Give the rows from the start through the line containing "99], [170, 92]]" as a JSON list of strings, one string per line, leaving out blank lines.
--- BEGIN ---
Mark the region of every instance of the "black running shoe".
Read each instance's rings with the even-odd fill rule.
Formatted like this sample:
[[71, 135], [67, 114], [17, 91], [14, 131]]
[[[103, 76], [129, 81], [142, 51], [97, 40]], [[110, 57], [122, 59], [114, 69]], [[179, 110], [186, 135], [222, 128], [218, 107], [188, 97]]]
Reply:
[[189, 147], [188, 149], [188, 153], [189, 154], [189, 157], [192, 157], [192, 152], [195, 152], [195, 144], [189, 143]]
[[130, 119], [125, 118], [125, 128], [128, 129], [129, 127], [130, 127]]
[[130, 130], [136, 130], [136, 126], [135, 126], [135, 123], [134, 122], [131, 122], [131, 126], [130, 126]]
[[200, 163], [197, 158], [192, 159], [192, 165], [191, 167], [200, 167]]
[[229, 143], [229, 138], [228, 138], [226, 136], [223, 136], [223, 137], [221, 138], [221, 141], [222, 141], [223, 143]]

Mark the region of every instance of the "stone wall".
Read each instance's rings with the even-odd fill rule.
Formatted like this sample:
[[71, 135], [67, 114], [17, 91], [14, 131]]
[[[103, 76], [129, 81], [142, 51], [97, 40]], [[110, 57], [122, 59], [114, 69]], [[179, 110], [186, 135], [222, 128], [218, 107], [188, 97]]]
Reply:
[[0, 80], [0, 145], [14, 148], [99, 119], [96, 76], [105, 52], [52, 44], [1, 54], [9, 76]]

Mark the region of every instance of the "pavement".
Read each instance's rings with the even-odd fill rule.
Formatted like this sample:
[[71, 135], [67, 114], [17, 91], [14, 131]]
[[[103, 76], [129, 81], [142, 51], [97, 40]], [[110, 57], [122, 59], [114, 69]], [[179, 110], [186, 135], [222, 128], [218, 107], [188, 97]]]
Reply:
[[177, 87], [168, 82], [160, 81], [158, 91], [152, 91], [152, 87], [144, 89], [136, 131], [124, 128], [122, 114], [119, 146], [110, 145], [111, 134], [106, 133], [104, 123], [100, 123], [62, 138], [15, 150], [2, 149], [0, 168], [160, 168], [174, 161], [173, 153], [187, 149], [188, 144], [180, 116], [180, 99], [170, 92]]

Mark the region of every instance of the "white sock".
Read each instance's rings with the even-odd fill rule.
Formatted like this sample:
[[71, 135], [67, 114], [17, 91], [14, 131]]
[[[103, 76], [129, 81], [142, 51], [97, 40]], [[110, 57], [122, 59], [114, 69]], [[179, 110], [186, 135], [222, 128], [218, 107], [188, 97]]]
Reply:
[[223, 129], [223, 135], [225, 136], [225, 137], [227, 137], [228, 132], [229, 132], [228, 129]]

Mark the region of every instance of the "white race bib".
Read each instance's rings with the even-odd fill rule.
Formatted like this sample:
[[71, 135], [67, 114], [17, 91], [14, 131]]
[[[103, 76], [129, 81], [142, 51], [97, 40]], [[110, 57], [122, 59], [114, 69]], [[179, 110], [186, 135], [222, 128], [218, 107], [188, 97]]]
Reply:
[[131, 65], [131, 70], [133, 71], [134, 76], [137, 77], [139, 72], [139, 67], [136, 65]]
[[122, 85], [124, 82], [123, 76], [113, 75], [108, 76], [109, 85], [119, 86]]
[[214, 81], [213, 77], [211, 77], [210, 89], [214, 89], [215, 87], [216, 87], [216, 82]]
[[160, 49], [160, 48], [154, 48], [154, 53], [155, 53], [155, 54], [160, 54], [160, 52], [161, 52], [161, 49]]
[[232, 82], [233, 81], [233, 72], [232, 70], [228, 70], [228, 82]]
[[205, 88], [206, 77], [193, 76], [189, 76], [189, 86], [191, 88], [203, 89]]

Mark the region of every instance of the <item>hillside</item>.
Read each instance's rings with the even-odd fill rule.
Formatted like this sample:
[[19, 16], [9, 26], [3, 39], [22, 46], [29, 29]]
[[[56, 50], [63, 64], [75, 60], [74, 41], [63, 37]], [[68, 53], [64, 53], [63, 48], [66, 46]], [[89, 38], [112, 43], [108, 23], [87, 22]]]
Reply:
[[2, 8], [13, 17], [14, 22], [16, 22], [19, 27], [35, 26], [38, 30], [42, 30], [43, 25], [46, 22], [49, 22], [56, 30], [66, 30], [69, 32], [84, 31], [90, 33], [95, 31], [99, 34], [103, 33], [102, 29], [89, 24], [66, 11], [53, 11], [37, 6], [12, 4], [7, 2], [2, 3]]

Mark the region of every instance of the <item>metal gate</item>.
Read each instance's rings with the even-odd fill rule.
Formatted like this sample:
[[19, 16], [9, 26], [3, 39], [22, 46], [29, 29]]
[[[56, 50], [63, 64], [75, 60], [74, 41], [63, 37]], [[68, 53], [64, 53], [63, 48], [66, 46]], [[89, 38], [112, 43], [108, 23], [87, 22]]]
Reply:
--- END ---
Expected answer:
[
  "Mark the region of every instance of the \"black running shoe\".",
  "Read each instance's rings with the even-odd fill rule.",
  "Formatted like this sample:",
  "[[71, 135], [67, 114], [17, 91], [14, 131]]",
  "[[[103, 76], [129, 81], [142, 51], [97, 40]], [[110, 57], [122, 59], [114, 69]], [[179, 110], [186, 135], [222, 128], [218, 107], [188, 97]]]",
  "Reply:",
  "[[189, 147], [188, 149], [188, 153], [189, 154], [189, 157], [192, 157], [192, 152], [195, 152], [195, 144], [189, 143]]",
  "[[130, 119], [125, 118], [125, 128], [128, 129], [129, 127], [130, 127]]",
  "[[130, 130], [136, 130], [136, 126], [135, 126], [135, 123], [134, 122], [131, 122], [131, 126], [130, 126]]",
  "[[200, 163], [197, 158], [192, 159], [192, 165], [191, 167], [200, 167]]",
  "[[229, 143], [229, 138], [228, 138], [226, 136], [223, 136], [223, 137], [221, 138], [221, 141], [222, 141], [223, 143]]",
  "Mark the region of every instance of the \"stone wall\".",
  "Read each instance's rings with the even-odd fill rule.",
  "Formatted like this sample:",
  "[[71, 135], [67, 114], [17, 91], [14, 131]]",
  "[[[103, 76], [129, 81], [142, 51], [97, 40]], [[110, 57], [122, 59], [114, 69]], [[179, 110], [186, 135], [222, 128], [218, 107], [188, 97]]]",
  "Reply:",
  "[[0, 80], [0, 145], [14, 148], [99, 119], [96, 76], [105, 52], [52, 44], [1, 54], [9, 76]]",
  "Mark the region of every instance of the \"pavement\".",
  "Read each instance's rings with the even-odd fill rule.",
  "Formatted like this sample:",
  "[[71, 135], [67, 114], [17, 91], [14, 131]]",
  "[[[103, 76], [129, 81], [142, 51], [97, 40]], [[110, 57], [122, 59], [114, 69]], [[179, 110], [186, 135], [222, 128], [218, 107], [188, 97]]]",
  "Reply:",
  "[[177, 87], [168, 82], [160, 81], [158, 91], [152, 91], [152, 87], [144, 89], [136, 131], [124, 128], [122, 114], [119, 146], [110, 145], [111, 134], [106, 133], [104, 123], [100, 123], [62, 138], [15, 150], [2, 149], [0, 168], [160, 168], [174, 161], [173, 153], [187, 149], [188, 144], [180, 116], [180, 99], [170, 92]]"
]